Material for this exercise.
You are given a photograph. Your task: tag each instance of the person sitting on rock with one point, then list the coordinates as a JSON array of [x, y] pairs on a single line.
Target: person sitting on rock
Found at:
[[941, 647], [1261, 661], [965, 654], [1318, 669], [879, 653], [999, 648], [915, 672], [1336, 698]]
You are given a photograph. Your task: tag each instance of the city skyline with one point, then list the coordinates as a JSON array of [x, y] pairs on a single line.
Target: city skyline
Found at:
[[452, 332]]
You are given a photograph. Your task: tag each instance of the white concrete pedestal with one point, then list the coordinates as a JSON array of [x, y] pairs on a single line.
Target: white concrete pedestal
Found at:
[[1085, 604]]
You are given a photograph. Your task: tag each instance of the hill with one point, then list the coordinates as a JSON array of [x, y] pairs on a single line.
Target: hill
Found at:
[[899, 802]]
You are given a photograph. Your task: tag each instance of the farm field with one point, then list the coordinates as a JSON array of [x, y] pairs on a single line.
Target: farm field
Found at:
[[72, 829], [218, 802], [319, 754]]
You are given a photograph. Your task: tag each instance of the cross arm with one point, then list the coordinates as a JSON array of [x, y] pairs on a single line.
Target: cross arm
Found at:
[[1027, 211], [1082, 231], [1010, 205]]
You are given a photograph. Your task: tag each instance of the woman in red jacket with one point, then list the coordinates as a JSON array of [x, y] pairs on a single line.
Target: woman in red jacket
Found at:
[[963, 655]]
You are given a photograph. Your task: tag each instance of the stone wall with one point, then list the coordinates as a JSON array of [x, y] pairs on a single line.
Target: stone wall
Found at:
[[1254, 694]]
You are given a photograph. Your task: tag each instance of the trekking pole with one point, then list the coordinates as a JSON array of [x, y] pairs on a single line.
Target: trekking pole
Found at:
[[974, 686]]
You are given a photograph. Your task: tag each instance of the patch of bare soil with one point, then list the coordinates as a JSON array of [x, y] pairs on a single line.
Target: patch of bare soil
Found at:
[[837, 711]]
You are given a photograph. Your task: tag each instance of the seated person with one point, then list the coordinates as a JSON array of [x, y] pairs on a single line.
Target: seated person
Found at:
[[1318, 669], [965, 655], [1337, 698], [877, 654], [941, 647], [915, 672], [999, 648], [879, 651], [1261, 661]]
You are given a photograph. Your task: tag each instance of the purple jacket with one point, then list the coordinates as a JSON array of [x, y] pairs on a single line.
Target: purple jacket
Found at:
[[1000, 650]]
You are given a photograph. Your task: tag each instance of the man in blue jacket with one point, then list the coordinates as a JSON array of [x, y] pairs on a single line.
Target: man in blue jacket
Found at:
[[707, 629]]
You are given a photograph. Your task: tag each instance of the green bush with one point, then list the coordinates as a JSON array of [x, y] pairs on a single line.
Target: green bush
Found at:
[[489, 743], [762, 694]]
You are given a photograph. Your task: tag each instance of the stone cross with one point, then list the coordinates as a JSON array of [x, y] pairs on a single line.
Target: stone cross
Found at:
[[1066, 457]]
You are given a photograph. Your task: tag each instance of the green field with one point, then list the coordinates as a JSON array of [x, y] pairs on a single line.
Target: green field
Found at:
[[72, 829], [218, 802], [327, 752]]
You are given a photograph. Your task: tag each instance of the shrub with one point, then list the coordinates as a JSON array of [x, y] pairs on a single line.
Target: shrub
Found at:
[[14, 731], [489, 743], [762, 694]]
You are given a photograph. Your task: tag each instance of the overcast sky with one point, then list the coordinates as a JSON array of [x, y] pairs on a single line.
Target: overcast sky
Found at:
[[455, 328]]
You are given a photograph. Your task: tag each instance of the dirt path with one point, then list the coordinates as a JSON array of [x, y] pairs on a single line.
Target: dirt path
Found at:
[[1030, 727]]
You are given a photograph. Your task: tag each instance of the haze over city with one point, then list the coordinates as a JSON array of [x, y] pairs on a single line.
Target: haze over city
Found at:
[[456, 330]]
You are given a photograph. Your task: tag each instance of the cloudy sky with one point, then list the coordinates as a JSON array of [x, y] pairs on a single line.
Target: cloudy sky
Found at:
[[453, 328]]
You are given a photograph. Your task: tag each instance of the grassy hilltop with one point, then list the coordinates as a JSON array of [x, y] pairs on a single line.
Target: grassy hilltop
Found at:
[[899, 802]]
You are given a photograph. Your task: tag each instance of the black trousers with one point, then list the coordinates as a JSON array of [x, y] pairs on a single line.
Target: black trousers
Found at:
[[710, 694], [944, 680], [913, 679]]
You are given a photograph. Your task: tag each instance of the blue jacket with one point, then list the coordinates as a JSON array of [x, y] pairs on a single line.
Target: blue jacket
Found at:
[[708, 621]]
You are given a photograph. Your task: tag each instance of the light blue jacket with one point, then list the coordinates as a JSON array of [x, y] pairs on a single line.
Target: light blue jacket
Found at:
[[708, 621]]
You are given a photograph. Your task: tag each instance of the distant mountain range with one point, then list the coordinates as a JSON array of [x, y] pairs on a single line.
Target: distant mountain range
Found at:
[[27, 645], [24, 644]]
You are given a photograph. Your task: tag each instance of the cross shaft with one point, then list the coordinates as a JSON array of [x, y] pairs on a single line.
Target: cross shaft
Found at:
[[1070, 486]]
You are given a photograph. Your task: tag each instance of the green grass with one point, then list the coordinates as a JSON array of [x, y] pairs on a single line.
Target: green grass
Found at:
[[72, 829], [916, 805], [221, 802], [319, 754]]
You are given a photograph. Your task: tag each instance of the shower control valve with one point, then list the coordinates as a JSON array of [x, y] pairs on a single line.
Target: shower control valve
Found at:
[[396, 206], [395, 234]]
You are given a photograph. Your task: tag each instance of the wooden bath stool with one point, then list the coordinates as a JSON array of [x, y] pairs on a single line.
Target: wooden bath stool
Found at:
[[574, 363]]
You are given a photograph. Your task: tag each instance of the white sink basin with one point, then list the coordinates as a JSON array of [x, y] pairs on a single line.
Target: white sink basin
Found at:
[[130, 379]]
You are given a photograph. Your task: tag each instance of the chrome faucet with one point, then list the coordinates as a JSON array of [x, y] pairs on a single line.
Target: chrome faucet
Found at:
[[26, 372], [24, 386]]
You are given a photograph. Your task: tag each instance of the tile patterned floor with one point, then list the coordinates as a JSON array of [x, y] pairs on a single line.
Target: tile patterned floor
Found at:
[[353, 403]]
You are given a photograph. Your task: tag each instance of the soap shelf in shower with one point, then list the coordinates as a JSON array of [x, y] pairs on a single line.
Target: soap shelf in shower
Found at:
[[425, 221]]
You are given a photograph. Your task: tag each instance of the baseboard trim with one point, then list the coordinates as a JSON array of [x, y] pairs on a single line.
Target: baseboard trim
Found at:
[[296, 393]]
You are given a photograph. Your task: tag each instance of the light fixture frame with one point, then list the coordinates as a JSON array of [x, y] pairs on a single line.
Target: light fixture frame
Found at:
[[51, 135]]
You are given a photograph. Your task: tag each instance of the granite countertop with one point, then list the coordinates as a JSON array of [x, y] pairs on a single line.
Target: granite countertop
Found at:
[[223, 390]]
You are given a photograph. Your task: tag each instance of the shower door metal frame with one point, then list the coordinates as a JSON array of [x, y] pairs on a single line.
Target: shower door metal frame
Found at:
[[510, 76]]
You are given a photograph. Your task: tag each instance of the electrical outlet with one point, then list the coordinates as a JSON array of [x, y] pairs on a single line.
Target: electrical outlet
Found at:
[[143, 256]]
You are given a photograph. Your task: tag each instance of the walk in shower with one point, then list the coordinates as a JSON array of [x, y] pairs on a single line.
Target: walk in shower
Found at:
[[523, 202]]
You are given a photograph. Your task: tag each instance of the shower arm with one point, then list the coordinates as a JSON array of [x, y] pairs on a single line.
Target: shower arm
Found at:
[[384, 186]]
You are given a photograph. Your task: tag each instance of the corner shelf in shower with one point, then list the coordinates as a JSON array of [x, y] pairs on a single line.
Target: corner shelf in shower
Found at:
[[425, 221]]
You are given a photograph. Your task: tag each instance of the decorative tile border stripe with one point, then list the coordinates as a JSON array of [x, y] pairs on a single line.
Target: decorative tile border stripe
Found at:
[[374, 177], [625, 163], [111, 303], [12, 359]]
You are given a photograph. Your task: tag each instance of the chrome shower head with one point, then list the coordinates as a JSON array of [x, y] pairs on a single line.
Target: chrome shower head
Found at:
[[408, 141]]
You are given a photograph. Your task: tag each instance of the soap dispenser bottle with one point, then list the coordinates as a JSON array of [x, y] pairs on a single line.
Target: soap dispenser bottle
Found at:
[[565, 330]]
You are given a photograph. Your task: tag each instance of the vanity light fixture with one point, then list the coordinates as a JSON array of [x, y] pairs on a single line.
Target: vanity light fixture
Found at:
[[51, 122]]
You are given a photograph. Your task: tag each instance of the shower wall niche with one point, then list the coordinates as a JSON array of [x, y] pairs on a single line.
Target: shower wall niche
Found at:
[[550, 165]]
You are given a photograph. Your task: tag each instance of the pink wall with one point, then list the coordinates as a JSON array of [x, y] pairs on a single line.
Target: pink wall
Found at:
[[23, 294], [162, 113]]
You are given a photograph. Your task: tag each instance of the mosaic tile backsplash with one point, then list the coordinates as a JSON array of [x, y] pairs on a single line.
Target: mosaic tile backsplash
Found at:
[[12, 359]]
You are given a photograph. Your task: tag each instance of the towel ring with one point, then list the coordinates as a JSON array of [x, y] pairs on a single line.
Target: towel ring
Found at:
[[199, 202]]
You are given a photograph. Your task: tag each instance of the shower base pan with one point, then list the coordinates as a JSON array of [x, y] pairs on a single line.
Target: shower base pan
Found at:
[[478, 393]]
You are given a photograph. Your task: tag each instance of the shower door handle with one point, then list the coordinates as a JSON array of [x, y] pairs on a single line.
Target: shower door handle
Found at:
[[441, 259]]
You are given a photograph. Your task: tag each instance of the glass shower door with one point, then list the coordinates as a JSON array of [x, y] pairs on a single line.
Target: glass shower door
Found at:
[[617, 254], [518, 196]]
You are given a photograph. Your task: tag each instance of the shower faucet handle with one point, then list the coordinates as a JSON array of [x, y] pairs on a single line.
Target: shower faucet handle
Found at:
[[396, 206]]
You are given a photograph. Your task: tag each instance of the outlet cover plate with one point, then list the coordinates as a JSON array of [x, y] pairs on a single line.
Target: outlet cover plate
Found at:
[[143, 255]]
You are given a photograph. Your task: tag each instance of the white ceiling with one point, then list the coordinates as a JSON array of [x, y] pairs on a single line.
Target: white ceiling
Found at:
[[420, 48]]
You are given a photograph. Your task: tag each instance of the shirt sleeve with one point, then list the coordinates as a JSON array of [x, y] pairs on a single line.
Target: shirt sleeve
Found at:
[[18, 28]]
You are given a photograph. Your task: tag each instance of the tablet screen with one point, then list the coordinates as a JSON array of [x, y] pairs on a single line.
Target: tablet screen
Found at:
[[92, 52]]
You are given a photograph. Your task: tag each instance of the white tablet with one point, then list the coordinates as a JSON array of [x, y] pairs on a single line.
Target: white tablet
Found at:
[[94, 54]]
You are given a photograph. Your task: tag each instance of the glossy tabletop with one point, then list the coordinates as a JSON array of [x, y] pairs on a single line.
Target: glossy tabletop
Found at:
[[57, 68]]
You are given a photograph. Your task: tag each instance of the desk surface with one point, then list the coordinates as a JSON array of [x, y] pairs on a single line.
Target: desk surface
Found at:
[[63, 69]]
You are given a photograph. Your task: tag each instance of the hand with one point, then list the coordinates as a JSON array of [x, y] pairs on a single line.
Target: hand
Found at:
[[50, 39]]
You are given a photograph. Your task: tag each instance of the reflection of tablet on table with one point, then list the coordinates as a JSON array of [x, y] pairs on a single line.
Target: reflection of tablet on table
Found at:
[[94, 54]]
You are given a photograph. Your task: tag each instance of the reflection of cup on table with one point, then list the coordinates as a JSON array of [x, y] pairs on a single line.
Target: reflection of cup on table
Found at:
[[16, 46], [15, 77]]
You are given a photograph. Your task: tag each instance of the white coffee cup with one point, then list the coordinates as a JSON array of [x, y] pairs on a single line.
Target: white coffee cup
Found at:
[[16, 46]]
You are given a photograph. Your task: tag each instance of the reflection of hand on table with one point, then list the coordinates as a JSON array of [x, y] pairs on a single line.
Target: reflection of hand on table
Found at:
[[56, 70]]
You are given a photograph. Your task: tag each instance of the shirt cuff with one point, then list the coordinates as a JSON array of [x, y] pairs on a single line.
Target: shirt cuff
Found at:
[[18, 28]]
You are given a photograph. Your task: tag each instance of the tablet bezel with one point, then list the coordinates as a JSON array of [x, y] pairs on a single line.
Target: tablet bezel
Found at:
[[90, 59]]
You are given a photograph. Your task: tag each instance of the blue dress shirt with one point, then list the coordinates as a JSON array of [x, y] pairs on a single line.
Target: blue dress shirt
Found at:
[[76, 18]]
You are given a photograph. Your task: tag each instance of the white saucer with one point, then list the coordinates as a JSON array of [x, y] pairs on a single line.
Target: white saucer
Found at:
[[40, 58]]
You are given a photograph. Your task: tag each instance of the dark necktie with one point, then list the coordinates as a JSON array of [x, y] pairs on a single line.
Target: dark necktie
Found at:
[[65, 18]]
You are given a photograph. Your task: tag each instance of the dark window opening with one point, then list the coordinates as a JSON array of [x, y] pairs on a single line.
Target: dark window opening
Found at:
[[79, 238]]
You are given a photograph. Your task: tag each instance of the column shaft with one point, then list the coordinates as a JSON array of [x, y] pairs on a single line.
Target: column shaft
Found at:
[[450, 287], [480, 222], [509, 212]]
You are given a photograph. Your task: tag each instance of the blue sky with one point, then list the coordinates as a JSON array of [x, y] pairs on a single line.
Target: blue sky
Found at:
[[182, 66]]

What the task asks.
Convert the rows above, from their start through the line containing "[[1085, 604]]", into a two-column CSV with the headers input and output, one CSV line for each row. Put each row's text and its answer in a single quoted field apiece, with line breaks replaced by spaces.

Result of the exercise.
input,output
"You are given a photograph. Your task: tag each instance of the person sitting on rock with one point, then list the coordinates as a JSON array of [x, y] pairs on a single line. Target: person sitting on rock Found at:","[[941, 647], [1261, 661], [965, 654], [1318, 669], [879, 653], [999, 648], [915, 672], [1336, 698]]"
"You are given a photograph. Your task: tag each instance of the city skyline with one point, then list the coordinates as a JSON array of [x, y] pairs on a single line. Target: city skyline Found at:","[[452, 332]]"
"You are given a photograph. Your task: tag each instance of the white concrete pedestal with one point, then list the coordinates as a JSON array of [x, y] pairs on a single line. Target: white concrete pedestal Found at:","[[1085, 604]]"